PAGE EXCERPT:
--------------------

Hayes presented a research poster on “Moisture Modulates Ephemeral Resource Patch Quality for Burying Beetle Reproduction” at two 2022 scientific meetings: the Entomological Society of America Joint Annual Meeting, Vancouver, Canada, an also at the 2022 American Society of Naturalists Meeting, Pacific Grove, Calif.
What sparked her interest in entomology? “I like working with insects because they usually come at a scale amenable to ecology experiments, they are super diverse, leading to a diversity of potential questions, and because they are beautiful--especially my charismatic Nicrophorus!” Hayes said.
“Also, burying beetles serve as a model system for studying organisms that specialize on resources that are rare in space and time. These ‘ephemeral resource patches'-- in this case, small carcasses--act as epicenters for interesting ecological interactions.”
A highlight of her research: “Last summer, using experimental chambers in the field, I measured reproductive output across a range of conditions. I found that pairs require a fresh carcass over a dry one in order to reproduce successfully, and competition from the generalist carrion beetle Heterosilpha reduces total offspring count. Both competition and carcass moisture affect the quality of the carcass as perceived by these beetles. Under shifting environmental conditions and species interactions under climate change, burying beetles, as specialists of ephemeral resource patches, may serve as indicators of how organisms will respond to change in general.”
National Science Foundation. Hayes received a $138,000 National Science Foundation Graduate Research Fellowship (GRP) in 2019, and in 2022, was awarded a $25,000 Russell J. and Dorothy S. Bilinski Bodega Marine Laboratory Fellowship.
A 2017 alumna of UNC-Chapel Hill, with the highest distinction, Tracie holds a bachelor of science degree in biology with honors, and a bachelor of arts degree in studio art, with highest honors. Her work experience includes lab manager for the Echinacea Project, Chicago Botanic Garden; research intern for the Dell Ecology Lab, National Great Rivers Research and Education Center, Alton, Ill.; and undergraduate researcher for the Hurlbert Lab, UNC-Chapel Hill.

--------------------

DATA EXCERPTS:
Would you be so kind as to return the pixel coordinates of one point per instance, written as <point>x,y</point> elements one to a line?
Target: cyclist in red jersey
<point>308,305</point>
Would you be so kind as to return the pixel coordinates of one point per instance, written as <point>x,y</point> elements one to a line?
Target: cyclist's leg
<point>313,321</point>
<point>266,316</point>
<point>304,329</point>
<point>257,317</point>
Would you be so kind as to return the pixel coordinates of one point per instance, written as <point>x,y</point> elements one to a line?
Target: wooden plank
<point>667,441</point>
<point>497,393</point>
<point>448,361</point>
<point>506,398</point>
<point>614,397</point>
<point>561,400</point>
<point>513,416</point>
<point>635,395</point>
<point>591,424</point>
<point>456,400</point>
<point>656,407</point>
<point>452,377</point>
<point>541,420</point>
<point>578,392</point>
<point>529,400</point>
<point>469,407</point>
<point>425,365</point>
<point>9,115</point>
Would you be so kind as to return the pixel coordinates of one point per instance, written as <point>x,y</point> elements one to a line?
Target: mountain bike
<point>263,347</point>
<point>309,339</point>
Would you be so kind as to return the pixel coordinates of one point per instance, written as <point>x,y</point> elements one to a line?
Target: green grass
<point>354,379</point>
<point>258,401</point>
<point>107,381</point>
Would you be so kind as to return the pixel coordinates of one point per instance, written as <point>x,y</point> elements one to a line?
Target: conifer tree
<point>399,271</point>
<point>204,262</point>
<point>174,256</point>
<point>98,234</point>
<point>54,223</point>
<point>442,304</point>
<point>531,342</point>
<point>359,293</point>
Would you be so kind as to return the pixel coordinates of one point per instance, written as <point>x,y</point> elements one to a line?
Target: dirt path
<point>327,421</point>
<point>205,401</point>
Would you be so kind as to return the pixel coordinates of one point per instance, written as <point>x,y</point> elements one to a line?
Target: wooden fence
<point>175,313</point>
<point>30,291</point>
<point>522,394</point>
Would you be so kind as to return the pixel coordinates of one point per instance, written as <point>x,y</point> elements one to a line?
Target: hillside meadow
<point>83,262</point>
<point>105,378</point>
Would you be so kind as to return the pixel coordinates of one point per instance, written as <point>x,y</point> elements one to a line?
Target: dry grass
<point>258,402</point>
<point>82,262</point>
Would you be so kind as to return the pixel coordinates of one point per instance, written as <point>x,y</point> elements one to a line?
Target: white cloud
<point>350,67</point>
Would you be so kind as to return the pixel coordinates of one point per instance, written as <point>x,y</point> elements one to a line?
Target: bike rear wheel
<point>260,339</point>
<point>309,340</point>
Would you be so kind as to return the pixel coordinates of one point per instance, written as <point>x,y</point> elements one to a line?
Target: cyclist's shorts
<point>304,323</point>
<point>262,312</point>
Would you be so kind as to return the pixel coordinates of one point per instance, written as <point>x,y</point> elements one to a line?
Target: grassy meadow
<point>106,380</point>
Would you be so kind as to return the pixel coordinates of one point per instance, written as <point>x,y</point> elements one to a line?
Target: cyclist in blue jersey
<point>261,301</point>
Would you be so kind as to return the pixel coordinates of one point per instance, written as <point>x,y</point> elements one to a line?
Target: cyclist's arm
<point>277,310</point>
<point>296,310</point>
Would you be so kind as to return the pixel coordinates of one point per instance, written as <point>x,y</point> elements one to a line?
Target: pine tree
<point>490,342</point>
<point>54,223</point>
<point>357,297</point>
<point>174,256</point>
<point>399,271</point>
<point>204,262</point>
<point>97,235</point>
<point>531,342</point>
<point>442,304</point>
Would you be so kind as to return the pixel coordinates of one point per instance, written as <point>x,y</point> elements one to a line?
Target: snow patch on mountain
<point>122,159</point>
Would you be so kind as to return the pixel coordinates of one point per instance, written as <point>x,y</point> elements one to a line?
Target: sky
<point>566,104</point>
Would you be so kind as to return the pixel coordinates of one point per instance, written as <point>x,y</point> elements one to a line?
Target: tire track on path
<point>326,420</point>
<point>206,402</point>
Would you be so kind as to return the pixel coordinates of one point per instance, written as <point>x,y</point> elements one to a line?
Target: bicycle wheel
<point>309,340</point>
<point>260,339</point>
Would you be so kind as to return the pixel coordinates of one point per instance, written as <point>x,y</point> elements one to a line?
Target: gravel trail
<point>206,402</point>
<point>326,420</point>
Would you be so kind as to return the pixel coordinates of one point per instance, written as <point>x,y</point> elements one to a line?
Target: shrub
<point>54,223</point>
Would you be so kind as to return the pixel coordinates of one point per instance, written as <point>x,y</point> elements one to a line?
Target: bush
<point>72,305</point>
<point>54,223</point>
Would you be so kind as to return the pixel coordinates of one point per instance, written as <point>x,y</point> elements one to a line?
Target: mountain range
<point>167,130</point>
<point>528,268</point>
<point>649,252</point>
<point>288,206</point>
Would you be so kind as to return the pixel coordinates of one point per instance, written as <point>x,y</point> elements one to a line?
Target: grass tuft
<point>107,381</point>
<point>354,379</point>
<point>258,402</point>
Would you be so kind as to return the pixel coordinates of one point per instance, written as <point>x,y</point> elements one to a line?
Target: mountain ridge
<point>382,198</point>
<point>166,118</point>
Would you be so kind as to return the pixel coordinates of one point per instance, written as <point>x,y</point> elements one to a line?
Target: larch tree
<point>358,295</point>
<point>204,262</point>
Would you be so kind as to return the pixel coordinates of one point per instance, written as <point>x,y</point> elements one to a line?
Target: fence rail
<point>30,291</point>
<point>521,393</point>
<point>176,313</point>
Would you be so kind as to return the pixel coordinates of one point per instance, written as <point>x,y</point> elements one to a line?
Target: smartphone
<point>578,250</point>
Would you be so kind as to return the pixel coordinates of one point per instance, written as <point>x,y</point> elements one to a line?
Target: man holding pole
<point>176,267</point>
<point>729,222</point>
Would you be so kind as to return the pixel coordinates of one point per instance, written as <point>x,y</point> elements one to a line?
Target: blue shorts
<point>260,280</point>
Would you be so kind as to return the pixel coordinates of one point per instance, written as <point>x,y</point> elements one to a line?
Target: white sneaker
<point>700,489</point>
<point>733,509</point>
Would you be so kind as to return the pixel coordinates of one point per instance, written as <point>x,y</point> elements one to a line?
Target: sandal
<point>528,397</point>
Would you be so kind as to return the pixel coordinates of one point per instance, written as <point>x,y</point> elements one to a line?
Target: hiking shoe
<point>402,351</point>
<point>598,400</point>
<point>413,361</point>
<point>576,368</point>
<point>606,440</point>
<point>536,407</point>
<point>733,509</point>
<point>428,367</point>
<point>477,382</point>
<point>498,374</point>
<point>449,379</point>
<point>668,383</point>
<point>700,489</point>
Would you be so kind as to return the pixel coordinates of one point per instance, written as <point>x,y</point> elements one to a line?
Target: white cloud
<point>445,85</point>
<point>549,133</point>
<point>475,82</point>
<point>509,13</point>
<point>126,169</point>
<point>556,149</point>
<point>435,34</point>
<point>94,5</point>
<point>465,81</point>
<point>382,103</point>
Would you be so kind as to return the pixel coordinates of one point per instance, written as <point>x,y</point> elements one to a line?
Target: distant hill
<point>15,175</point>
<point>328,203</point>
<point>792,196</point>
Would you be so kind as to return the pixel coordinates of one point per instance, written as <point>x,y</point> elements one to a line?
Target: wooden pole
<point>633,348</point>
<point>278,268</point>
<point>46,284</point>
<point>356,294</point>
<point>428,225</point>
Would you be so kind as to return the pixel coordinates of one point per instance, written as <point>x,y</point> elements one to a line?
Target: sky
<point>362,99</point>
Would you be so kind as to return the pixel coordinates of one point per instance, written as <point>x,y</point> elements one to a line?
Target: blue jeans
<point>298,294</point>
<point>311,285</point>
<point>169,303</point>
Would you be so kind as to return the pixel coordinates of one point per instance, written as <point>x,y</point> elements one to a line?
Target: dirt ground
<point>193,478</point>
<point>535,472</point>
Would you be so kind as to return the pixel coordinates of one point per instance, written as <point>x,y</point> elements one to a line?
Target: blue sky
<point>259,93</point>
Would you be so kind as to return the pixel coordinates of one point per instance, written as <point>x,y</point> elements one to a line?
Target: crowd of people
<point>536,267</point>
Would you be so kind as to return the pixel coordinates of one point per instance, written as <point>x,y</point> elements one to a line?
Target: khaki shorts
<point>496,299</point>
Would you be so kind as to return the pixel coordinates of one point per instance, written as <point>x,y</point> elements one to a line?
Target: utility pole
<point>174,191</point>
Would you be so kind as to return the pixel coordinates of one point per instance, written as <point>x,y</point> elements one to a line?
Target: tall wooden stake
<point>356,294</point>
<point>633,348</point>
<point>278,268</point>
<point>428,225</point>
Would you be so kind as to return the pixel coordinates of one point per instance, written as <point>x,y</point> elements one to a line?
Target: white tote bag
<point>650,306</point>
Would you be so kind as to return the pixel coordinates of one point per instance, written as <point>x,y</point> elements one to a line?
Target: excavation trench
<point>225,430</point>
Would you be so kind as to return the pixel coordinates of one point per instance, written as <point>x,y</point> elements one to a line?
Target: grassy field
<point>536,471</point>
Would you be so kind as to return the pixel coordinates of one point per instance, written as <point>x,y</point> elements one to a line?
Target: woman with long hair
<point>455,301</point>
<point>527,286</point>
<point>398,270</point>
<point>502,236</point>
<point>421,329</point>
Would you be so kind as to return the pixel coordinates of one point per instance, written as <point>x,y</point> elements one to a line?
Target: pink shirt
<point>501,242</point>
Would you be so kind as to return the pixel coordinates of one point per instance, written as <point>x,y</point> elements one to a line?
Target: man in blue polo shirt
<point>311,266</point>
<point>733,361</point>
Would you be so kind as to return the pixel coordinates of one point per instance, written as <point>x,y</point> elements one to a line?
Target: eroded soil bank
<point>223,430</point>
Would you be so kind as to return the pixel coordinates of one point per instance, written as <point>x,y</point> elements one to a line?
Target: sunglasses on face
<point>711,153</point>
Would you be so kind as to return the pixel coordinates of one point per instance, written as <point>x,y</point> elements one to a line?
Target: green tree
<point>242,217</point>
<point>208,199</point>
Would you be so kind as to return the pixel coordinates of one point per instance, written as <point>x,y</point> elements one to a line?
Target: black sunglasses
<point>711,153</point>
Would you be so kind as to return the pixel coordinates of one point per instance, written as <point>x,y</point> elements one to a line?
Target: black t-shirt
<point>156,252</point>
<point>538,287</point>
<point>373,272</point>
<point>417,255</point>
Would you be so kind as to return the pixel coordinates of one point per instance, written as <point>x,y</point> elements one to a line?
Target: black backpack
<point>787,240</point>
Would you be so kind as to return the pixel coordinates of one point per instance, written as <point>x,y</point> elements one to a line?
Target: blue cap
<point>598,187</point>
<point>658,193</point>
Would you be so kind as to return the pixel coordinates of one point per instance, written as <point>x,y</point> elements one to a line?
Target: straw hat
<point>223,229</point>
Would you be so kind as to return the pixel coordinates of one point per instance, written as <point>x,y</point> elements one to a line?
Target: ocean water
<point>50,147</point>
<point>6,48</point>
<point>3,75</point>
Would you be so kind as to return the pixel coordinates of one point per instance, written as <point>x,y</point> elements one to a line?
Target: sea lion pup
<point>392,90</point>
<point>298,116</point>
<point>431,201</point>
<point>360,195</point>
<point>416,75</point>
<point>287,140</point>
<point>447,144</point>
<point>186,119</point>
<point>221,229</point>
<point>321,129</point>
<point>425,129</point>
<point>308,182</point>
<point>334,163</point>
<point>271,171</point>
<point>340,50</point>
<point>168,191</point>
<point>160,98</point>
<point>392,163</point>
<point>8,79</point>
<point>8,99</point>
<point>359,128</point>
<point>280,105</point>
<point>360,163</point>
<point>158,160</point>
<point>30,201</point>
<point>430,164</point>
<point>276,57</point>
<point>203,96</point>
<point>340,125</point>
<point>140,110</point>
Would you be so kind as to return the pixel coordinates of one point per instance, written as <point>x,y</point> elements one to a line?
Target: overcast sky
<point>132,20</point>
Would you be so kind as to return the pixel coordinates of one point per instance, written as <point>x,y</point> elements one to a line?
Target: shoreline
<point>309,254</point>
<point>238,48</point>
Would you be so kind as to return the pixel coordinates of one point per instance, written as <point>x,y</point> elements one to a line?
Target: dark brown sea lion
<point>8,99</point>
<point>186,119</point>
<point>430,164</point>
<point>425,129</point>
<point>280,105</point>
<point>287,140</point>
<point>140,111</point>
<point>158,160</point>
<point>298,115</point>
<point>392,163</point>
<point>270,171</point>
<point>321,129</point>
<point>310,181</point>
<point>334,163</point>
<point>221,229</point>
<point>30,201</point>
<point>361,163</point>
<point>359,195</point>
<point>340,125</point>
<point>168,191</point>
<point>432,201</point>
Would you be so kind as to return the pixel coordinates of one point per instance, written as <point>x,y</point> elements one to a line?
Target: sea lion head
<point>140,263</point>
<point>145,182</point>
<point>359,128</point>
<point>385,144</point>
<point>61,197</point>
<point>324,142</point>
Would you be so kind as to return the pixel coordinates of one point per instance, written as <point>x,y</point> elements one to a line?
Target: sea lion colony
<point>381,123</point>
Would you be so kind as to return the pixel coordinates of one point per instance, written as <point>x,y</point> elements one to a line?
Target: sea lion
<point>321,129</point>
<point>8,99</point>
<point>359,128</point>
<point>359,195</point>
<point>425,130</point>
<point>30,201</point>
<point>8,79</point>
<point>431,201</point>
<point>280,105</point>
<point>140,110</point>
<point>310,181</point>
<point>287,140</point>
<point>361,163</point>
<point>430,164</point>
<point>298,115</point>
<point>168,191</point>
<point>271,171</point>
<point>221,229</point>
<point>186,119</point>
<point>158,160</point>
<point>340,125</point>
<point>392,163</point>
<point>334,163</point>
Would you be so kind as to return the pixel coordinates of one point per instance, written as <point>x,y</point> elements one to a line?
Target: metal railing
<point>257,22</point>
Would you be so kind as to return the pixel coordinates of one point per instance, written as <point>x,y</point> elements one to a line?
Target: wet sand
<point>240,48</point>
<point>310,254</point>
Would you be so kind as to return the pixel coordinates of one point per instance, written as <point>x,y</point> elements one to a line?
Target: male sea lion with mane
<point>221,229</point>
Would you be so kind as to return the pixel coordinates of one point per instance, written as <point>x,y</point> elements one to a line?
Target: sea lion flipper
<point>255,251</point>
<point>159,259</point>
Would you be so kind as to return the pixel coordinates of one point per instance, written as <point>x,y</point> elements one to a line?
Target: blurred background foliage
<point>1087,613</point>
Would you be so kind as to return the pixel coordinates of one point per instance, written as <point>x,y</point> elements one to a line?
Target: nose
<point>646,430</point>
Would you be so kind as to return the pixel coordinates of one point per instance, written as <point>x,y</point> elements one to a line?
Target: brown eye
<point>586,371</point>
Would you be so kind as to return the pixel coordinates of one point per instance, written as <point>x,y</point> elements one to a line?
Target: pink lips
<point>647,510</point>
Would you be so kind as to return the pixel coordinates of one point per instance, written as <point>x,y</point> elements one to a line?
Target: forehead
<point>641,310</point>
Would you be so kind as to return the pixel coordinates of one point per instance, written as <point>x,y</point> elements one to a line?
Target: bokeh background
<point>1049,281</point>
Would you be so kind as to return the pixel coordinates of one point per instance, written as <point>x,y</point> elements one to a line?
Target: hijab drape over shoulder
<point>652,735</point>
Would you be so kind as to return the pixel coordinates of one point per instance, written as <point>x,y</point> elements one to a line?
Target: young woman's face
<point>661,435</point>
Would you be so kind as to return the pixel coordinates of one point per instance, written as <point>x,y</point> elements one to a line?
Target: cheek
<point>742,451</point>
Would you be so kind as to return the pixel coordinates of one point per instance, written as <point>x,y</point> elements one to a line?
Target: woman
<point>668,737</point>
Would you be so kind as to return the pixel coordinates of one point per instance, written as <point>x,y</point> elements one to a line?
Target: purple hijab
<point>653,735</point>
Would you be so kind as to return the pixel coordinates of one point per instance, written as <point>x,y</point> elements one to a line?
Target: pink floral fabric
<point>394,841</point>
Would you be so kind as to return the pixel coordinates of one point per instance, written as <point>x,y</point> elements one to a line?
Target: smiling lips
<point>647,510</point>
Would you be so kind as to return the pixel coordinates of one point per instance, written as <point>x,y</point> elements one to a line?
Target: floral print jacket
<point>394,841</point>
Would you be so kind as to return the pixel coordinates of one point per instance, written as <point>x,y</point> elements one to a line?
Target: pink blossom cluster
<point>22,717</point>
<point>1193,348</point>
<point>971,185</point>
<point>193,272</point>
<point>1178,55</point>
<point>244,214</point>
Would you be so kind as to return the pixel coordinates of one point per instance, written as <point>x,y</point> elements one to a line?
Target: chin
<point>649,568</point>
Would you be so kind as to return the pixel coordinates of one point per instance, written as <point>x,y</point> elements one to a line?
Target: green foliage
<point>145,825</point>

--------------------

WHAT TO DO:
1. In the text about Hayes, what reduced the total offspring count of the burying beetle pairs?
2. List every job in Hayes's work experience that the text about Hayes names, with the place for each.

SOLVED TASKS:
1. Competition from the generalist carrion beetle Heterosilpha.

2.
- Lab manager for the Echinacea Project, Chicago Botanic Garden
- Research intern for the Dell Ecology Lab, National Great Rivers Research and Education Center, Alton, Ill.
- Undergraduate researcher for the Hurlbert Lab, UNC-Chapel Hill